井上尚弥 ロドリゲス 戦(WBSS準決勝) 超マニアック 技術分析 [スポーツ理論・スポーツ批評]

短い試合だったので、全編をスロー再生して三回見た。ダウンシーンはスロー再生、いくつかのカメラ角度映像で、30回見た。そして分析考察した感想。

論点① 1ラウンドは井上は劣勢だった。WOWOW解説浜田剛史氏、西岡氏ともにロドリゲス10-9井上と採点している。私もその意見に賛成。どう劣勢だったかを細かく分析する。

まっすぐに打つジャブ&ストレートの打ち合いで、ロドリゲスが明確に有利。リーチがロドリゲスの方が長いだけでなく、タイミング的に「先の先」を取るのがロドリゲスはうまい。これは、井上が打とう、という気持ちになった瞬間に、ジャブを先に出して当てる、という技である。「先の先」をとって、ジャブを三回は当てている。ジャブをまっすぐ伸ばした距離で1ラウンド目はほぼ戦ったために、ロドリゲスが有利であった。
 加えて、ジャブが効果的だったために、ジャブのフェイントを右にダッキングした井上に、左ジャブから左フックに切り替えて軽く当てたり、左ジャブに体とガードを開いて左にスウェイして逃げる井上の癖をとらえて、井上の頭が移動する先に右ストレートを予測して打って、軽く当てる、というポイントを稼いだ。ダメージは全くなかったものの、攻撃の主導権をロドリゲスが取ったのは明らかであった。

_指示内容_
井上尚弥とロドリゲスの試合を分析した文章によると、WOWOWの解説者二人は1ラウンドをどのように採点しましたか。

(コレクションの項目)

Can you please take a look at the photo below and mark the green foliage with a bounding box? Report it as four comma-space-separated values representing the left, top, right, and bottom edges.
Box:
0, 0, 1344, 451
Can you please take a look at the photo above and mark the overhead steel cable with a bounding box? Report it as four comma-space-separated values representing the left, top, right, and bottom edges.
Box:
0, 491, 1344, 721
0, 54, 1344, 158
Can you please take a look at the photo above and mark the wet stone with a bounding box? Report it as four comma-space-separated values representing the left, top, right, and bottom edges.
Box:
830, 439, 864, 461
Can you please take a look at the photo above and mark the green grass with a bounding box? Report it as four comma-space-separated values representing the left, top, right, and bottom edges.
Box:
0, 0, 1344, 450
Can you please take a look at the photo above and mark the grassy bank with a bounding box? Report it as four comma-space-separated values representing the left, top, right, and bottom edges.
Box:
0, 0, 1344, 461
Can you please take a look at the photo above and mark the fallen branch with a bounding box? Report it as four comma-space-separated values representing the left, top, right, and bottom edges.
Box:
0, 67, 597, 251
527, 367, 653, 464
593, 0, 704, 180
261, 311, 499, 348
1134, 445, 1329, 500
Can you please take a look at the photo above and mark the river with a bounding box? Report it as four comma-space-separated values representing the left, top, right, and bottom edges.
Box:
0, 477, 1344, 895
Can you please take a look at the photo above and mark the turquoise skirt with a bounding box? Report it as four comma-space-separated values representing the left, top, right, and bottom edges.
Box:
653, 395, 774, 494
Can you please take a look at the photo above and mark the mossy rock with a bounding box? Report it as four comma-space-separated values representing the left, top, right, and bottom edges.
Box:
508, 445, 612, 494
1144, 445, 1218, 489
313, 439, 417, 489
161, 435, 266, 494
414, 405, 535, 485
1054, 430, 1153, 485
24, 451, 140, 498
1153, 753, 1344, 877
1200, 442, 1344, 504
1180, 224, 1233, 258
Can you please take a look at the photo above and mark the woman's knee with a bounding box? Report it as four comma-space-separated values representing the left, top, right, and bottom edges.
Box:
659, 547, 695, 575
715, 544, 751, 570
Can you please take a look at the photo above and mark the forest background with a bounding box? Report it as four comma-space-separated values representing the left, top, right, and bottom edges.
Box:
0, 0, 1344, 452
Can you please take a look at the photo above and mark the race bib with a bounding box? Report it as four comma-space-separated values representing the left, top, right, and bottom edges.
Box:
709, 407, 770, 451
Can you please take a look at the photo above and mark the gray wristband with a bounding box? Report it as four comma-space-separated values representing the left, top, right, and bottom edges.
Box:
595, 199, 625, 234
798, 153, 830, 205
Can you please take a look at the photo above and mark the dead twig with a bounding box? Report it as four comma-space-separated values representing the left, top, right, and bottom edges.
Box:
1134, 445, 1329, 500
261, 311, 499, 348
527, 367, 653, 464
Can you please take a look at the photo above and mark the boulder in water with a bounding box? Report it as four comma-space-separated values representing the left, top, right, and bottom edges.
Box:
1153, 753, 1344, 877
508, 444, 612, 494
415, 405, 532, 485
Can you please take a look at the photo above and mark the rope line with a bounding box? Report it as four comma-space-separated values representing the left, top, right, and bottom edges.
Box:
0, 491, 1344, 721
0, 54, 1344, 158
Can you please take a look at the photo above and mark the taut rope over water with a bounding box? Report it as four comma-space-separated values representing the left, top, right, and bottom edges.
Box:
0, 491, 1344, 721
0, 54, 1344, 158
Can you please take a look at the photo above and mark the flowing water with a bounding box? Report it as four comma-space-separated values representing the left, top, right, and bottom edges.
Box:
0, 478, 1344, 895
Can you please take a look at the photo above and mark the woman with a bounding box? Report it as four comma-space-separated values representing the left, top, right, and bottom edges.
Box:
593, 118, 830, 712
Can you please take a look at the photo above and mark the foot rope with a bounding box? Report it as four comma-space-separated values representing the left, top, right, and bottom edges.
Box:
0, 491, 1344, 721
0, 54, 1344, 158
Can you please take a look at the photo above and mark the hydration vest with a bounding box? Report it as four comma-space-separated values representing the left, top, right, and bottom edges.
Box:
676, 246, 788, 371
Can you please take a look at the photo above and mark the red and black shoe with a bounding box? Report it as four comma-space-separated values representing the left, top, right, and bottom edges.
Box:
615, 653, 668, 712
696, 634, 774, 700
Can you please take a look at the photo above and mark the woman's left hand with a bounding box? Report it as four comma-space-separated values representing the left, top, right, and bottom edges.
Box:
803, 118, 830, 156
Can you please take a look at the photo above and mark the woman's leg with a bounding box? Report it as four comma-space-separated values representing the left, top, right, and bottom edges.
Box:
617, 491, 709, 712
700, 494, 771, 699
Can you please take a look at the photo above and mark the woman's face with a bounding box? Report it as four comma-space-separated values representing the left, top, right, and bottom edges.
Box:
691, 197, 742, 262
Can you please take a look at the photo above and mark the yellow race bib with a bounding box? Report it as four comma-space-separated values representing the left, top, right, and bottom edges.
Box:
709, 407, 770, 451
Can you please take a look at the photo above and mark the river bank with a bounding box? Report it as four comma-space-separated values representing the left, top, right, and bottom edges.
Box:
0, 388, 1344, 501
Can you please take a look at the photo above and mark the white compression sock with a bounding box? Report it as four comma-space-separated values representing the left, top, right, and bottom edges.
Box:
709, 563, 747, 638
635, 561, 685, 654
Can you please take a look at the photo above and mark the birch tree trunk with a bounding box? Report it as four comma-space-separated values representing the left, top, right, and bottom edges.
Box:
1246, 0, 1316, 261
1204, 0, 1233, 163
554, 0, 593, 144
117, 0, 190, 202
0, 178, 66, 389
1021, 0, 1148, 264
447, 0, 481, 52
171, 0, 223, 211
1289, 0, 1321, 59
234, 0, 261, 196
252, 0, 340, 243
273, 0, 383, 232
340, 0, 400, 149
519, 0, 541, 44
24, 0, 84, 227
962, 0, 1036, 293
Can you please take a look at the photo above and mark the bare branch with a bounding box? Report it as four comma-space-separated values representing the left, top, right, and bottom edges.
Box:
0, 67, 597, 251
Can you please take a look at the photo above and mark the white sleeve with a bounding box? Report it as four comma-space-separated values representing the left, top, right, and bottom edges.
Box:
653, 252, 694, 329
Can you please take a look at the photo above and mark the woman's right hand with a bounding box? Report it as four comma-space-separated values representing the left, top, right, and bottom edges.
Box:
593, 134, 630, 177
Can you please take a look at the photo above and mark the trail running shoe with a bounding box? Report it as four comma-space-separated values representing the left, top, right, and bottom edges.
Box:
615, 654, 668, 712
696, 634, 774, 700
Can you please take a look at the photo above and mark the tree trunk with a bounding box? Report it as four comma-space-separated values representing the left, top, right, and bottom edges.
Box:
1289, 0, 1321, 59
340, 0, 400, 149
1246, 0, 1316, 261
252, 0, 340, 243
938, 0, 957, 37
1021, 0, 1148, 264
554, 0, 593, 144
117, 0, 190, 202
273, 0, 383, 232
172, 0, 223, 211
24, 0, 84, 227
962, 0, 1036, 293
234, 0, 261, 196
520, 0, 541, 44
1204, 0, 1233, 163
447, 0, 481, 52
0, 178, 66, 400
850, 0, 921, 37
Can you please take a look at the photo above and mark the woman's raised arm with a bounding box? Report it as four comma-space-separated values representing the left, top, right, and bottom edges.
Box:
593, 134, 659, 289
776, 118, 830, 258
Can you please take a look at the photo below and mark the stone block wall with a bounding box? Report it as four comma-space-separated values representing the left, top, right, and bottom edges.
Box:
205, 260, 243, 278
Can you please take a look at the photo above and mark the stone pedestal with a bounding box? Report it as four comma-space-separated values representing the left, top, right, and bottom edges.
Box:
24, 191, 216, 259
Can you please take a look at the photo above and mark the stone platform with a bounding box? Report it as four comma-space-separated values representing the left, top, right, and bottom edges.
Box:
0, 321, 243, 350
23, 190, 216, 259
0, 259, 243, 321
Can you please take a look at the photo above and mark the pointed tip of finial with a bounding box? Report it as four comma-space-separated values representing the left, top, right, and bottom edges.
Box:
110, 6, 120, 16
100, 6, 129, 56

_解答_
浜田剛史氏と西岡氏はともに、ロドリゲス10-9井上と採点しました。